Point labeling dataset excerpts
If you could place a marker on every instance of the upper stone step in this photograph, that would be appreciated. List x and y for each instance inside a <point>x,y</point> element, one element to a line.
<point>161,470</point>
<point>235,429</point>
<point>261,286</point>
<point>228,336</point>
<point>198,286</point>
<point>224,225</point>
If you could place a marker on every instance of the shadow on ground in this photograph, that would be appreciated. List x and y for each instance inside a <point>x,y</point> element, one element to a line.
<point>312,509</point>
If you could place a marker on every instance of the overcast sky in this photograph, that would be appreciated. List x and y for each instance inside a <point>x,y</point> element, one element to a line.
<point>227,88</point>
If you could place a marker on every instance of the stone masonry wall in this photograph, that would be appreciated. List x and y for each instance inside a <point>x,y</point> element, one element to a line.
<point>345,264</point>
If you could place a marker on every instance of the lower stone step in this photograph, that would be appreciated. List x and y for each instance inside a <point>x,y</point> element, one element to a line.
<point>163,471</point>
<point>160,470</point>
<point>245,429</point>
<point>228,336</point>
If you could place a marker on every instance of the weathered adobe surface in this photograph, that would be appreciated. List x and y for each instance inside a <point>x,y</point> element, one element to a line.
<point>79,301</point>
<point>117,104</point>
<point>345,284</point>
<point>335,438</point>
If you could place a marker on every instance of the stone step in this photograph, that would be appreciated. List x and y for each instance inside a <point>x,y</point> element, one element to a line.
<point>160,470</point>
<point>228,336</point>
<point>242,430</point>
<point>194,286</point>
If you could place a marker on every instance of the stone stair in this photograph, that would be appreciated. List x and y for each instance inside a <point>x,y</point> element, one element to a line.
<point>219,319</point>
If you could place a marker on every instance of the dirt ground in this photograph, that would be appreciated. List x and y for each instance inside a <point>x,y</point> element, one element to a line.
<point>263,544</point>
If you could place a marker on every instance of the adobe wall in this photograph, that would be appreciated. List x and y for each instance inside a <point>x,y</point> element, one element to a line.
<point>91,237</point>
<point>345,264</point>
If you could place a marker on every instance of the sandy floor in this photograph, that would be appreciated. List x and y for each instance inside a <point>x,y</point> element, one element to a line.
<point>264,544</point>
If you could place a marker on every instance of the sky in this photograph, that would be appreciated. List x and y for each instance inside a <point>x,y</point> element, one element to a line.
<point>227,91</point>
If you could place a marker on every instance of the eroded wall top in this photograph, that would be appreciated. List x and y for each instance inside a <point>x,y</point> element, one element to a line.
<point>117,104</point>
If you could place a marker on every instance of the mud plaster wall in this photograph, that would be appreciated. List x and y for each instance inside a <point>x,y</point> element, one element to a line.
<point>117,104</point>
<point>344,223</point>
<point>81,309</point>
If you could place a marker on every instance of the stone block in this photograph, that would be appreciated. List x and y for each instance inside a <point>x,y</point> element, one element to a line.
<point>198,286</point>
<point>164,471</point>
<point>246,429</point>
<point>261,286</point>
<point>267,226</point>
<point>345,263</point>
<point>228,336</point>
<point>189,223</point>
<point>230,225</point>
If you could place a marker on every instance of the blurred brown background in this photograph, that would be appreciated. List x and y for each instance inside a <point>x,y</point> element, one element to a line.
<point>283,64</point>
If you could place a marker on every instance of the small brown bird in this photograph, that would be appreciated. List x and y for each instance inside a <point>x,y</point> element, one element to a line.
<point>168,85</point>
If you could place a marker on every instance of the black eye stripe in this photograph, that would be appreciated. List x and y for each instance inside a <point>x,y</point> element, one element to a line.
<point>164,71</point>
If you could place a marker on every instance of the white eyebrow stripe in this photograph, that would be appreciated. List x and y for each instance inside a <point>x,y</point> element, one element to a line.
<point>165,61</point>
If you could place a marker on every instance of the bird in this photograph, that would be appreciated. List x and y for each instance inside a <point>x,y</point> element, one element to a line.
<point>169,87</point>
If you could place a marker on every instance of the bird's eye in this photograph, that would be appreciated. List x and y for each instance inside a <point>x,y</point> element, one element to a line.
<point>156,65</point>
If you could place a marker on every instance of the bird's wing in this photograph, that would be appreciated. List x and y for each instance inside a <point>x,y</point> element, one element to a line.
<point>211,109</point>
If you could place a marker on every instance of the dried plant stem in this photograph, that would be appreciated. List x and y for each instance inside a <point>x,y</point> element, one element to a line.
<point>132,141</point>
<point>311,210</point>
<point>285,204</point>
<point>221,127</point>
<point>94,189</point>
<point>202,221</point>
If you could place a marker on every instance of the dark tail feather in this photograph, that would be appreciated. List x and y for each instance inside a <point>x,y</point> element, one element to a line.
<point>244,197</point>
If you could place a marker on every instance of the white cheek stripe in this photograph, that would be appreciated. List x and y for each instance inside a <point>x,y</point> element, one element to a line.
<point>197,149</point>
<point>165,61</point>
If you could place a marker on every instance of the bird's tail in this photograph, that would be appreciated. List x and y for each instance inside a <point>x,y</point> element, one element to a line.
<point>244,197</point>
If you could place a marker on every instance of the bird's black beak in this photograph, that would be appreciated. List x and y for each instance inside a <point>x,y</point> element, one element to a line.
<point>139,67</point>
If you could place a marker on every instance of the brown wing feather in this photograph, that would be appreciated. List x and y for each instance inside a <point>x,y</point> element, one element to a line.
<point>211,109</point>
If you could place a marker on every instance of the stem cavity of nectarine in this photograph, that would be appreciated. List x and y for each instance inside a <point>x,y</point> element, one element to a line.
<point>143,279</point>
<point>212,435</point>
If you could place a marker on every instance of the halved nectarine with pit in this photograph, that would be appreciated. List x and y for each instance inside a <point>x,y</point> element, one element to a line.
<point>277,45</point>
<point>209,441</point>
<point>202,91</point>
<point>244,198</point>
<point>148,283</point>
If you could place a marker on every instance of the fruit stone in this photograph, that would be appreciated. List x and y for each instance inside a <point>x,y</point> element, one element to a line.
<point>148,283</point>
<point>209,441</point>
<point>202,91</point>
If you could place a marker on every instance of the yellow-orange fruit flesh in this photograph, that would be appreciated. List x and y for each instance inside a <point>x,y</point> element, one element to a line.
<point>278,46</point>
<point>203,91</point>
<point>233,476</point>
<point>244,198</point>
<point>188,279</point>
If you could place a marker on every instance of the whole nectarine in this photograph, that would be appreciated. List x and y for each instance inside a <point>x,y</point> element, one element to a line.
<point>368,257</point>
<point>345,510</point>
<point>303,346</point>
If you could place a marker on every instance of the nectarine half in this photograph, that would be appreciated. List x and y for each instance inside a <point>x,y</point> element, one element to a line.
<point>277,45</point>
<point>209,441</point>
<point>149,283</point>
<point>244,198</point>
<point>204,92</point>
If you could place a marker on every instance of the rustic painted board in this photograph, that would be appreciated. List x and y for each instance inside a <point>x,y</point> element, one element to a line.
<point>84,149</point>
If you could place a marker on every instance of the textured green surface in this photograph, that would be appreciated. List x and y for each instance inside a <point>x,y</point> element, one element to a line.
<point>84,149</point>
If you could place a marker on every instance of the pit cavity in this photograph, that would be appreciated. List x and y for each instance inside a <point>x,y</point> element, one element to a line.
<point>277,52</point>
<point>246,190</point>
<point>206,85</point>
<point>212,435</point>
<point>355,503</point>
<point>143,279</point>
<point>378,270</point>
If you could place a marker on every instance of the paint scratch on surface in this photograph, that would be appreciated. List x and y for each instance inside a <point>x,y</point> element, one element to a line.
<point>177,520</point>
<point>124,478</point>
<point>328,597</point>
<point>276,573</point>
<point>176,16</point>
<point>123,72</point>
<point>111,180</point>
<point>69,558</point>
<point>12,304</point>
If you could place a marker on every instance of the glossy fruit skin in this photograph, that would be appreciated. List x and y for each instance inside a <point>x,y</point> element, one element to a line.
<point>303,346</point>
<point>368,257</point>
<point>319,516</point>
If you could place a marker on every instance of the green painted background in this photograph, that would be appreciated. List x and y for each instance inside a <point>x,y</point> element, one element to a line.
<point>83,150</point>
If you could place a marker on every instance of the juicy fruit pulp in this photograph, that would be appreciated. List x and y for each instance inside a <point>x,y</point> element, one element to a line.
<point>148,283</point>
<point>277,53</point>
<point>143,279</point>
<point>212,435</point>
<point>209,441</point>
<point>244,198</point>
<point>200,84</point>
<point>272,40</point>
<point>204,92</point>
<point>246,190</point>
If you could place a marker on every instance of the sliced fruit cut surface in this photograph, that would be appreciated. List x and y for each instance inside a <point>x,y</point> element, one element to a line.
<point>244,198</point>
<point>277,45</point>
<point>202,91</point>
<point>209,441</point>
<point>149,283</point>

Problem
Starting at the line that contains "of the sliced" and running through the end of the rows, turn those lines into a numbered list with blank lines dropped.

Finished exercise
1. If you could place a marker on every instance of the sliced fruit cut surface in this photograph, that would be appreciated. List x and y for each instance inside a <point>x,y</point> element, one element to a line.
2. <point>244,198</point>
3. <point>277,45</point>
4. <point>202,91</point>
5. <point>209,441</point>
6. <point>149,283</point>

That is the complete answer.